### Aim of the task
Show every line of the data below that includes the word "watermark".

Dataset items
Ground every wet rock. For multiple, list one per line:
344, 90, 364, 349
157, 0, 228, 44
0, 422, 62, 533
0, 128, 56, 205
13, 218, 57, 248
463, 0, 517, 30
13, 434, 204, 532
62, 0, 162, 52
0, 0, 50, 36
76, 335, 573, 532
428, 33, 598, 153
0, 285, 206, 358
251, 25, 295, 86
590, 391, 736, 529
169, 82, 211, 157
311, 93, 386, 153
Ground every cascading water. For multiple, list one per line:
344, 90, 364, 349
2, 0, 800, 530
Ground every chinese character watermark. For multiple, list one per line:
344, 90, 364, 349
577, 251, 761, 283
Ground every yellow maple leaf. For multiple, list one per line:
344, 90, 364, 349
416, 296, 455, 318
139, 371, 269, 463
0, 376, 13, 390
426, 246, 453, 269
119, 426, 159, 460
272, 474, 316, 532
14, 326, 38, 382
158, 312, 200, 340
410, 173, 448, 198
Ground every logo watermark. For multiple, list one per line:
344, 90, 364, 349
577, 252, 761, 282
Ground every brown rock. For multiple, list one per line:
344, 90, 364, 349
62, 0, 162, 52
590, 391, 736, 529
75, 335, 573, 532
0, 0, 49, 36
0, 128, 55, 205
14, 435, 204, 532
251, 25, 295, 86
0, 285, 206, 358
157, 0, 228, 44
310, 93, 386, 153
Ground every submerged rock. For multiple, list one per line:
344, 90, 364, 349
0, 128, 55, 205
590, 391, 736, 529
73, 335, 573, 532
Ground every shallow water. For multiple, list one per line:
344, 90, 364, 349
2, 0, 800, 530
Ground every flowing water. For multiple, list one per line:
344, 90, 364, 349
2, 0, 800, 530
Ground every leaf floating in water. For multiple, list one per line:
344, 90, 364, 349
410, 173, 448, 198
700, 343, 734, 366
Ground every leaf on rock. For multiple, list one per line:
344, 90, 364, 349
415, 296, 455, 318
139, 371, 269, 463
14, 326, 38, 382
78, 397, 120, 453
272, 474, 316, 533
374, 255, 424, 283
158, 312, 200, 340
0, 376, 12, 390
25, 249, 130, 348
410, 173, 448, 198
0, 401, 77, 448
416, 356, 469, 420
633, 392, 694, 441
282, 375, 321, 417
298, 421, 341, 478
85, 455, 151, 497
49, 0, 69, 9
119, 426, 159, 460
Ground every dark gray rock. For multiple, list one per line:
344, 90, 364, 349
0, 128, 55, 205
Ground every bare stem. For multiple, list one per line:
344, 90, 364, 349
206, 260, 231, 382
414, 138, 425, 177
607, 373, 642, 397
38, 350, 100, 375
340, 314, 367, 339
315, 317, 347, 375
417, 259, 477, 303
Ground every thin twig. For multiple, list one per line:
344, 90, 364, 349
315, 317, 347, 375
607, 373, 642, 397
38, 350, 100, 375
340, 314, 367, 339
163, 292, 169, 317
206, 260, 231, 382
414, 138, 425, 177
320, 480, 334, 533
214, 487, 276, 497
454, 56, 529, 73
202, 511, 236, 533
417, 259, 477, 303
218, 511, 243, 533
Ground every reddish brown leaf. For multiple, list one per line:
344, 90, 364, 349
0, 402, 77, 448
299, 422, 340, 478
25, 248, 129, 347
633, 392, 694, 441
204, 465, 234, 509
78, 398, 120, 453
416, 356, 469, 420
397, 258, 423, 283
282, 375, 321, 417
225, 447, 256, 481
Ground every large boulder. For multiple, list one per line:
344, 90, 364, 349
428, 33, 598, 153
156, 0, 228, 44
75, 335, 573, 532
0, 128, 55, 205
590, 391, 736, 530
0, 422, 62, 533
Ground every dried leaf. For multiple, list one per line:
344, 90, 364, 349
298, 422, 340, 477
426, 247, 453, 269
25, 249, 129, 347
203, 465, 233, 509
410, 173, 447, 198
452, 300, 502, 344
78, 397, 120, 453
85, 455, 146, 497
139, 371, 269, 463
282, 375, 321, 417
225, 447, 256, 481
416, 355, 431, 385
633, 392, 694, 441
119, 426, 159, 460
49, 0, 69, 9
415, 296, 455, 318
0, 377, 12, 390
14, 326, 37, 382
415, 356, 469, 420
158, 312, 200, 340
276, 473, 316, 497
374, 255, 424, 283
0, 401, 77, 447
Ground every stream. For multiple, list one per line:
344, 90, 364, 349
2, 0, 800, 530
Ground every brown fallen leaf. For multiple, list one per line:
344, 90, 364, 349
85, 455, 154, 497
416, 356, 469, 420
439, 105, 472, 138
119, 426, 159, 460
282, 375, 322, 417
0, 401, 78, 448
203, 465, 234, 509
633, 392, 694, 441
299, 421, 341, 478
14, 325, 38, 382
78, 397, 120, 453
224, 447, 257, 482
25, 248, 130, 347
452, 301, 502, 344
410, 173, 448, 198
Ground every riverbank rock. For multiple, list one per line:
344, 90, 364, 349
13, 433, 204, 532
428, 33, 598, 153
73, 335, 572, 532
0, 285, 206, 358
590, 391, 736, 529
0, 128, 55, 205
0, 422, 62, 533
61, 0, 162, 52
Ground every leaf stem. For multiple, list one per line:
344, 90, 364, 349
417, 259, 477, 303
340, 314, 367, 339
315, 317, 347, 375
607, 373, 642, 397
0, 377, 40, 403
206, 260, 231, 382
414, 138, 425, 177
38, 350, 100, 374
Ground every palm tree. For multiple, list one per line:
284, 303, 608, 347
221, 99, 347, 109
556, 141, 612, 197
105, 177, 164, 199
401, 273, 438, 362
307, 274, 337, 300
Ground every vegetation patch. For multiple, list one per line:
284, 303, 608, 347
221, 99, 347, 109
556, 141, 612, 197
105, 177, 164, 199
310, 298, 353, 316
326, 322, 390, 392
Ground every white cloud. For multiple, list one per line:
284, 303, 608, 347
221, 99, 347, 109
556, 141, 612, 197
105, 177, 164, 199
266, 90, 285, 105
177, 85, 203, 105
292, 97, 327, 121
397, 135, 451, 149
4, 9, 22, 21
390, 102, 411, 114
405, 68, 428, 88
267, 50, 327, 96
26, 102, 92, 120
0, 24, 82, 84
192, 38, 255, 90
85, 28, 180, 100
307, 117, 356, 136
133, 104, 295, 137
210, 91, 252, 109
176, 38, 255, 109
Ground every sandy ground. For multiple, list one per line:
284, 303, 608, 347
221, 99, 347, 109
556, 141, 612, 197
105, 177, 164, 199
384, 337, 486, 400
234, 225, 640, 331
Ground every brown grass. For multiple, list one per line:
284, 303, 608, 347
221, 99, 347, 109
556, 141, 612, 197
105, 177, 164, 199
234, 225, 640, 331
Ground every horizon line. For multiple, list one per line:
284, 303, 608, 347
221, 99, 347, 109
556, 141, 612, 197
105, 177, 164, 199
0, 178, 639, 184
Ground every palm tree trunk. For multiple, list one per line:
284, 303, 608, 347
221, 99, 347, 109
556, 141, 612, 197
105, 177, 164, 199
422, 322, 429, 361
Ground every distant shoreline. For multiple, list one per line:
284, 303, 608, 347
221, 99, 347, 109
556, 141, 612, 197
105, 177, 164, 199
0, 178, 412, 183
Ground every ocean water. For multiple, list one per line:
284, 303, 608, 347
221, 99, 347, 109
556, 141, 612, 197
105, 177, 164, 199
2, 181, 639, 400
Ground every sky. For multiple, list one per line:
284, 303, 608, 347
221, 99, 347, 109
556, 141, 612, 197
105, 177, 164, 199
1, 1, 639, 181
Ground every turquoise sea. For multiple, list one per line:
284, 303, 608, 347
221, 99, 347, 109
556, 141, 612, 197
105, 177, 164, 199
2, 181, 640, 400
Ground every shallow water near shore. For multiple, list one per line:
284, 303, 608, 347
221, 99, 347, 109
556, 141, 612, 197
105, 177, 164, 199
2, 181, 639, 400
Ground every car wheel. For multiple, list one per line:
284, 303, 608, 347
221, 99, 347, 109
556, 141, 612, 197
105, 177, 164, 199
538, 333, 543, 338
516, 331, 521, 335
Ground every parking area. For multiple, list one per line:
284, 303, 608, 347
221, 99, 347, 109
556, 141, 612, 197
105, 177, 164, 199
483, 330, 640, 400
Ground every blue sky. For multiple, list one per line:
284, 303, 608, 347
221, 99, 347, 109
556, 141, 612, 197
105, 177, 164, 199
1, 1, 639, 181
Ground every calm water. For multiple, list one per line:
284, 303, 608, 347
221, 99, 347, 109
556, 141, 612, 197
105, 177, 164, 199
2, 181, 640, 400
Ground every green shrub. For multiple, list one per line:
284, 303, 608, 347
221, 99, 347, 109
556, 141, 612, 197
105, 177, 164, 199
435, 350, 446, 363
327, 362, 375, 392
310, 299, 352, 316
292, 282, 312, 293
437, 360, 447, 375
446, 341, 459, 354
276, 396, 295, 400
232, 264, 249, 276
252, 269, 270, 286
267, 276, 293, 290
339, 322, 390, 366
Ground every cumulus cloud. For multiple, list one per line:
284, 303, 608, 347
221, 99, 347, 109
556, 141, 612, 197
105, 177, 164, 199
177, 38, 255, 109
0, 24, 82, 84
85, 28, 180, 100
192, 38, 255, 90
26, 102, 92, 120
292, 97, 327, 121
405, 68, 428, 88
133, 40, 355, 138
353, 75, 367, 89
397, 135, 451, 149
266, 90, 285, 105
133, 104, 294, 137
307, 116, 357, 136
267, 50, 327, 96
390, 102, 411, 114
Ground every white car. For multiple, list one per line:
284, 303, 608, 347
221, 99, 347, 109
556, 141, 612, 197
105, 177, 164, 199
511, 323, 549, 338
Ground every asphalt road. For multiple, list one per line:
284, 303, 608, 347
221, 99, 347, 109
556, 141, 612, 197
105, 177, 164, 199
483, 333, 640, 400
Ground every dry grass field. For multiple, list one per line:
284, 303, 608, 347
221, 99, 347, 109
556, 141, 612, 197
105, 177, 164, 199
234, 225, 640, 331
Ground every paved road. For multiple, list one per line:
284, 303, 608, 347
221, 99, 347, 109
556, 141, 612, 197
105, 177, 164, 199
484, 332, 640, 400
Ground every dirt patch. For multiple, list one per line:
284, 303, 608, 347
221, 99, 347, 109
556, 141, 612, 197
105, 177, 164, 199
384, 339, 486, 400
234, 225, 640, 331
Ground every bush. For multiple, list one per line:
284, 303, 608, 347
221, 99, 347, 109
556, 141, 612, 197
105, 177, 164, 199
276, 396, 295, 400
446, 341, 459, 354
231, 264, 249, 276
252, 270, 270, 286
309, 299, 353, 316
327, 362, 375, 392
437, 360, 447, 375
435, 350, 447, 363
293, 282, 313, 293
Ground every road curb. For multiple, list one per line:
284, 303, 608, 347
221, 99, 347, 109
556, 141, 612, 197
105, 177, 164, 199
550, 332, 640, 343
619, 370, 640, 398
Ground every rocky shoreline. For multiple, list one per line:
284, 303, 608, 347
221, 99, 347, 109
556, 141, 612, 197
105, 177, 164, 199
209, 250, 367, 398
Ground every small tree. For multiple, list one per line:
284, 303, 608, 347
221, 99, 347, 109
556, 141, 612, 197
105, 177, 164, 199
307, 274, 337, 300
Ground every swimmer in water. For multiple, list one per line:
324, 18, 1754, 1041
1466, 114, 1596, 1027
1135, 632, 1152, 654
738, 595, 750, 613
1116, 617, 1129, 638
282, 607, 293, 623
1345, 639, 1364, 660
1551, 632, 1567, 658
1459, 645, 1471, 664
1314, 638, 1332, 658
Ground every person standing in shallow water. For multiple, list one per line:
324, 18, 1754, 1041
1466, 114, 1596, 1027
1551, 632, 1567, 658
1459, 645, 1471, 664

### Reply to the exercise
Ground every chinese character watermark. For multiple, list one per line:
Ground every logo watermark. For multiple, list one per line:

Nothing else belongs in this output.